#### Rows
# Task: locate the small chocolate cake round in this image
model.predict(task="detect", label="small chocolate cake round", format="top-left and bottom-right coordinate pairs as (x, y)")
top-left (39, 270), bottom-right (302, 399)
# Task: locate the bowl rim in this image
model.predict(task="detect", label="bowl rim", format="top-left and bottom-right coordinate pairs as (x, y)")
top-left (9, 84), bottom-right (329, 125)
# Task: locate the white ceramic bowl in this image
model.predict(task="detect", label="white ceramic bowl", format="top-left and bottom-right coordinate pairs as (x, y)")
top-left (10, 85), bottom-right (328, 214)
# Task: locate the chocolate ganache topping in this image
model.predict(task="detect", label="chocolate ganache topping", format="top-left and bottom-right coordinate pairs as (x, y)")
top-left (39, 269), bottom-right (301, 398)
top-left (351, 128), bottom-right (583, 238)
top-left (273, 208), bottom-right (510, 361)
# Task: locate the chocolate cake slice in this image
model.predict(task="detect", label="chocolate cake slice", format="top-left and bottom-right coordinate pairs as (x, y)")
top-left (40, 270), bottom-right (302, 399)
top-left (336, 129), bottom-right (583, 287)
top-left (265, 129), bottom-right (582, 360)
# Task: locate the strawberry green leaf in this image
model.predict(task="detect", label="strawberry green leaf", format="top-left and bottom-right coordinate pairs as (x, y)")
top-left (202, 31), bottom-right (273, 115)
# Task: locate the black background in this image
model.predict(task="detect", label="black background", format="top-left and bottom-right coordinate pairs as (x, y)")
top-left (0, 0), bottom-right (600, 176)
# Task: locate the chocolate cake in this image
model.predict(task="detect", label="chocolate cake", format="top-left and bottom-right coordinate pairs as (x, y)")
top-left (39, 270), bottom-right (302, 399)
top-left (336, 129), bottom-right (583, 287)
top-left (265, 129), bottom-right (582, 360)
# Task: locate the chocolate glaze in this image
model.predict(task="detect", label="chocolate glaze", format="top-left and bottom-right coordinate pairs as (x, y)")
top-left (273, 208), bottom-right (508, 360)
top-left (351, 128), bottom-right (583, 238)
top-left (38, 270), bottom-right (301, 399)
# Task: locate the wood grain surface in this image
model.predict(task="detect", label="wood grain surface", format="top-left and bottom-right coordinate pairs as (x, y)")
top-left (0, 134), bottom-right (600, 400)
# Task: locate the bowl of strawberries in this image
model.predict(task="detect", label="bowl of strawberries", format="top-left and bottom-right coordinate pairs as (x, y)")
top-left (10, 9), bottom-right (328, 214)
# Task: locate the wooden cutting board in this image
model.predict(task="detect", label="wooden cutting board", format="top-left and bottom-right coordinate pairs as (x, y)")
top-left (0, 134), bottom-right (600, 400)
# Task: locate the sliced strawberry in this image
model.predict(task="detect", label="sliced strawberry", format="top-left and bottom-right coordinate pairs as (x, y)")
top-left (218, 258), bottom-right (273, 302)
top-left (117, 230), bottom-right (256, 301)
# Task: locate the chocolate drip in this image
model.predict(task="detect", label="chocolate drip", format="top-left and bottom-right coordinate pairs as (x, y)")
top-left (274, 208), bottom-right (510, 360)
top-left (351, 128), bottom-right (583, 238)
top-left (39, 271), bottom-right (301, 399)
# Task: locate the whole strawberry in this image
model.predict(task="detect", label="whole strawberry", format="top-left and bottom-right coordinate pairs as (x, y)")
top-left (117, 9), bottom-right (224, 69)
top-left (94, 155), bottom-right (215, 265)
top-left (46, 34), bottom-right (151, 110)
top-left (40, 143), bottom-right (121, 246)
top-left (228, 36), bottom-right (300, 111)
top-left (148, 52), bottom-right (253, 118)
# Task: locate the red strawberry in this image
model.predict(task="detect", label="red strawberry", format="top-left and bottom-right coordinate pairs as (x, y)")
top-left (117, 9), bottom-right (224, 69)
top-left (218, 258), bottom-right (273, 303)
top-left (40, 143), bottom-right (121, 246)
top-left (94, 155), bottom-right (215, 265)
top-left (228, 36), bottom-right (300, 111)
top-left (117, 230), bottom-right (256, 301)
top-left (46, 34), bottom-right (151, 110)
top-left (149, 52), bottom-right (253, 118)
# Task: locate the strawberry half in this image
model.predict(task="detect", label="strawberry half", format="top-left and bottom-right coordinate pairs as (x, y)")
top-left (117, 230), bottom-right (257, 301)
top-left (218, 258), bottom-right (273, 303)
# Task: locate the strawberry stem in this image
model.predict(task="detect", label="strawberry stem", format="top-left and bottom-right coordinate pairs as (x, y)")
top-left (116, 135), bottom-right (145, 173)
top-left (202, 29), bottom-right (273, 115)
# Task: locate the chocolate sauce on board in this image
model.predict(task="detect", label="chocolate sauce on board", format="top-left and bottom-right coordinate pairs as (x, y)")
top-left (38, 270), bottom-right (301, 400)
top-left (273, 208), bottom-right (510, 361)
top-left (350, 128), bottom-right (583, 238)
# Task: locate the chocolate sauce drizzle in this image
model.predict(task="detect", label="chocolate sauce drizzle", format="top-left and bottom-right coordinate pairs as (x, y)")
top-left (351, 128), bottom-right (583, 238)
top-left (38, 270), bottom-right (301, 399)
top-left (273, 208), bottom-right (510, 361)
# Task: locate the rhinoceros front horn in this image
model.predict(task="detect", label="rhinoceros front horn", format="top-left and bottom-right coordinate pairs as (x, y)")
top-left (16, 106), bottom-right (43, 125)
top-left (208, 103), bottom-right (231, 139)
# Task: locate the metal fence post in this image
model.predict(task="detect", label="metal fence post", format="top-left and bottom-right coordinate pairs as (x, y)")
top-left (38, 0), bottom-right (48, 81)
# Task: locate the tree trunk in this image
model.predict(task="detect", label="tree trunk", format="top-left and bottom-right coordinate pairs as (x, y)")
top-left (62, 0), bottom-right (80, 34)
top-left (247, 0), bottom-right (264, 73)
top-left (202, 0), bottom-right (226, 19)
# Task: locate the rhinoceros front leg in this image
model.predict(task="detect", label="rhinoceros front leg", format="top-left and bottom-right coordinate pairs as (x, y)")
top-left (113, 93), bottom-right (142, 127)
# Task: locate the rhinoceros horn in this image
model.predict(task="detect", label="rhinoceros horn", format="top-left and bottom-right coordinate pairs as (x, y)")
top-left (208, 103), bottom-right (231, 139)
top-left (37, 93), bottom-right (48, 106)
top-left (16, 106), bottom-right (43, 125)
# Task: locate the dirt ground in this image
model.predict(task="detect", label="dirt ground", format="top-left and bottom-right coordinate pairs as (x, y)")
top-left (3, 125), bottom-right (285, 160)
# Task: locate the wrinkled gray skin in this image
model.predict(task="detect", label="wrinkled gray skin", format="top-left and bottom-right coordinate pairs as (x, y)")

#### What the task requires
Could you copy out the whole listing above again, line for line and unchanged?

#### Solution
# Task: locate the small chocolate cake round in this image
model.predict(task="detect", label="small chocolate cake round", format="top-left and bottom-right coordinate pairs as (x, y)")
top-left (39, 270), bottom-right (302, 399)
# Task: locate the bowl rim in this image
model.predict(task="detect", label="bowl rim", format="top-left and bottom-right coordinate pairs as (x, y)")
top-left (9, 84), bottom-right (329, 125)
# Task: locate the white ceramic bowl in this image
model.predict(task="detect", label="white ceramic bowl", format="top-left and bottom-right coordinate pairs as (x, y)")
top-left (10, 85), bottom-right (328, 214)
# Task: locate the chocolate ganache topping in this image
model.predict(task="detect", label="chocolate ganache topping", format="top-left and bottom-right coordinate pairs as (x, y)")
top-left (39, 269), bottom-right (301, 398)
top-left (351, 128), bottom-right (583, 238)
top-left (273, 208), bottom-right (510, 361)
# Task: locate the chocolate cake slice in this image
model.predict(task="detect", label="chocolate cake slice", format="top-left and bottom-right coordinate pairs as (x, y)")
top-left (40, 270), bottom-right (302, 399)
top-left (336, 129), bottom-right (583, 287)
top-left (265, 129), bottom-right (582, 360)
# Task: locate the strawberry green leaf in this image
model.predict(task="detect", label="strawberry green leaf", format="top-left and bottom-right coordinate pairs as (x, y)")
top-left (202, 31), bottom-right (273, 115)
# Task: locate the black background in this image
model.predict(task="detect", label="black background", format="top-left and bottom-right coordinate pairs as (x, y)")
top-left (0, 0), bottom-right (600, 176)
# Task: locate the chocolate cake in this image
model.predict(task="detect", label="chocolate cake", format="top-left and bottom-right coordinate pairs as (x, y)")
top-left (39, 270), bottom-right (302, 399)
top-left (336, 129), bottom-right (583, 287)
top-left (265, 129), bottom-right (582, 360)
# Task: locate the chocolate glaze in this image
model.predict(task="detect", label="chocolate glaze", format="top-left and bottom-right coordinate pairs as (x, y)")
top-left (273, 208), bottom-right (508, 360)
top-left (351, 128), bottom-right (583, 238)
top-left (38, 270), bottom-right (301, 399)
# Task: locate the wood grain surface in this image
model.predict(task="detect", label="wood grain surface", format="top-left and bottom-right coordinate pairs as (x, y)")
top-left (0, 134), bottom-right (600, 400)
# Task: locate the bowl of strawberries in this image
model.predict(task="detect", label="bowl of strawberries", format="top-left and bottom-right coordinate pairs as (x, y)")
top-left (10, 9), bottom-right (328, 214)
# Task: locate the wooden cutting board in this image
model.predict(task="detect", label="wooden cutting board", format="top-left and bottom-right coordinate pairs as (x, y)")
top-left (0, 134), bottom-right (600, 400)
# Task: locate the sliced strawberry in this image
model.predict(task="detect", label="sliced strawberry", format="top-left and bottom-right coordinate pairs as (x, y)")
top-left (218, 258), bottom-right (273, 302)
top-left (117, 230), bottom-right (256, 301)
# Task: locate the chocolate drip in this image
model.predict(task="detect", label="chocolate drip", format="top-left and bottom-right coordinate pairs as (x, y)")
top-left (274, 208), bottom-right (510, 360)
top-left (351, 128), bottom-right (583, 238)
top-left (39, 271), bottom-right (301, 399)
# Task: locate the whole strawberry in this image
model.predict(task="detect", label="whole strawberry", format="top-left and bottom-right coordinate pairs as (x, y)")
top-left (117, 9), bottom-right (224, 69)
top-left (94, 155), bottom-right (215, 265)
top-left (46, 34), bottom-right (151, 110)
top-left (40, 143), bottom-right (121, 246)
top-left (228, 36), bottom-right (300, 111)
top-left (148, 52), bottom-right (253, 118)
# Task: locate the red strawberry in this image
model.predict(task="detect", label="red strawberry", format="top-left and bottom-right coordinate pairs as (x, y)")
top-left (117, 9), bottom-right (224, 69)
top-left (218, 258), bottom-right (273, 303)
top-left (40, 143), bottom-right (121, 246)
top-left (94, 155), bottom-right (215, 265)
top-left (228, 36), bottom-right (300, 111)
top-left (117, 230), bottom-right (256, 301)
top-left (46, 34), bottom-right (151, 110)
top-left (149, 52), bottom-right (253, 118)
# Task: locate the strawberry half in this image
model.predict(task="detect", label="strawberry half", format="top-left and bottom-right coordinate pairs as (x, y)")
top-left (117, 230), bottom-right (257, 301)
top-left (218, 258), bottom-right (273, 303)
# Task: locate the strawberry stem in this image
model.predict(task="detect", label="strawberry stem", format="top-left and bottom-right coordinate pairs as (x, y)")
top-left (116, 135), bottom-right (145, 173)
top-left (202, 29), bottom-right (273, 115)
# Task: locate the chocolate sauce on board in this image
model.predict(task="detect", label="chocolate sauce on board", format="top-left and bottom-right coordinate pairs as (x, y)")
top-left (38, 270), bottom-right (301, 400)
top-left (273, 208), bottom-right (510, 361)
top-left (350, 128), bottom-right (583, 238)
# Task: locate the chocolate sauce drizzle in this image
model.predict(task="detect", label="chocolate sauce drizzle", format="top-left and bottom-right coordinate pairs as (x, y)")
top-left (351, 128), bottom-right (583, 238)
top-left (38, 270), bottom-right (301, 399)
top-left (273, 208), bottom-right (510, 361)
# Task: locate the rhinoceros front horn in this image
model.predict(task="detect", label="rhinoceros front horn", format="top-left and bottom-right coordinate pairs as (x, y)")
top-left (16, 106), bottom-right (43, 125)
top-left (208, 103), bottom-right (231, 139)
# Task: locate the metal fence post in this image
model.predict(task="detect", label="metal fence post", format="top-left and bottom-right coordinate pairs as (x, y)")
top-left (38, 0), bottom-right (48, 81)
# Task: locate the tree trunk in this image
model.predict(task="detect", label="tree trunk", format="top-left and bottom-right coordinate pairs as (x, y)")
top-left (62, 0), bottom-right (80, 34)
top-left (247, 0), bottom-right (264, 73)
top-left (202, 0), bottom-right (226, 19)
# Task: locate the rhinoceros front leg in this image
model.predict(task="detect", label="rhinoceros front leg", format="top-left and bottom-right coordinate pairs as (x, y)")
top-left (113, 93), bottom-right (142, 127)
# Task: locate the rhinoceros horn in this image
model.predict(task="detect", label="rhinoceros horn", format="top-left and bottom-right coordinate pairs as (x, y)")
top-left (208, 103), bottom-right (231, 139)
top-left (37, 93), bottom-right (48, 106)
top-left (16, 106), bottom-right (43, 125)
# Task: locate the dirt ground in this image
model.predict(task="detect", label="dirt ground", format="top-left and bottom-right coordinate pairs as (x, y)")
top-left (3, 125), bottom-right (285, 160)
# Task: locate the wrinkled gray skin in this image
model.predict(task="detect", label="wrinkled gray skin", format="top-left and bottom-right coordinate pairs as (x, y)")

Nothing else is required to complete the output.